_Problem requirements_: Transcribe the entries below exactly.

(Point-per-instance localization data)
####################
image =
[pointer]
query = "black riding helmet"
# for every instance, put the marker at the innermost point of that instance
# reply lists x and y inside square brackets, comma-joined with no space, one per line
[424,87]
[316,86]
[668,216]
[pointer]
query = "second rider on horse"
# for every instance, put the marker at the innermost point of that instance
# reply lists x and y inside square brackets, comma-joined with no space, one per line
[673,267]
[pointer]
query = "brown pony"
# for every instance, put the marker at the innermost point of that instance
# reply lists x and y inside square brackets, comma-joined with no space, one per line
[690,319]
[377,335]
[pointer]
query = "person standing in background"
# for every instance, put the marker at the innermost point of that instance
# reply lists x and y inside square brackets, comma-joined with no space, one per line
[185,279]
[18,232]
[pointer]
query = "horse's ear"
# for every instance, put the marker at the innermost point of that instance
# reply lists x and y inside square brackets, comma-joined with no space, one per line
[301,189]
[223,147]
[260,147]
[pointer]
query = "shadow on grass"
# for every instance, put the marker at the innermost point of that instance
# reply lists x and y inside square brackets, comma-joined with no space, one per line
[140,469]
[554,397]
####################
_Written solution_:
image =
[pointer]
query = "black riding helmet"
# for every instance, put the marker at the innermost point of that instance
# reply lists x and y inside square brackets, comma-joined with no space, one per line
[424,87]
[316,86]
[668,216]
[pointer]
query = "second rider on horse"
# for every instance, put the marker at the innermost point of that instance
# reply lists x and y inside square brackets, comma-joined with no space, one per line
[673,267]
[pointer]
query = "brown pony"
# for every instance, put the marker at the innermost point of that instance
# reply lists x and y inside square brackets, comma-joined with no space, one per line
[690,319]
[377,335]
[pointer]
query = "person standing in background"
# for every instance, put the marker at the innermost point of that instance
# reply lists x and y inside square brackets, comma-joined with no space, one per line
[185,279]
[18,232]
[pointer]
query = "horse's ear"
# for every instance, put the marker at the innermost point of that instance
# reply lists x and y inside square brackets, comma-joined with no space, one per line
[301,189]
[223,147]
[260,147]
[pointer]
query = "shadow on grass"
# for every instance, put the marker at the innermost point of that instance
# reply lists x and y inside square brackets, comma-joined with no space, one per line
[140,469]
[554,397]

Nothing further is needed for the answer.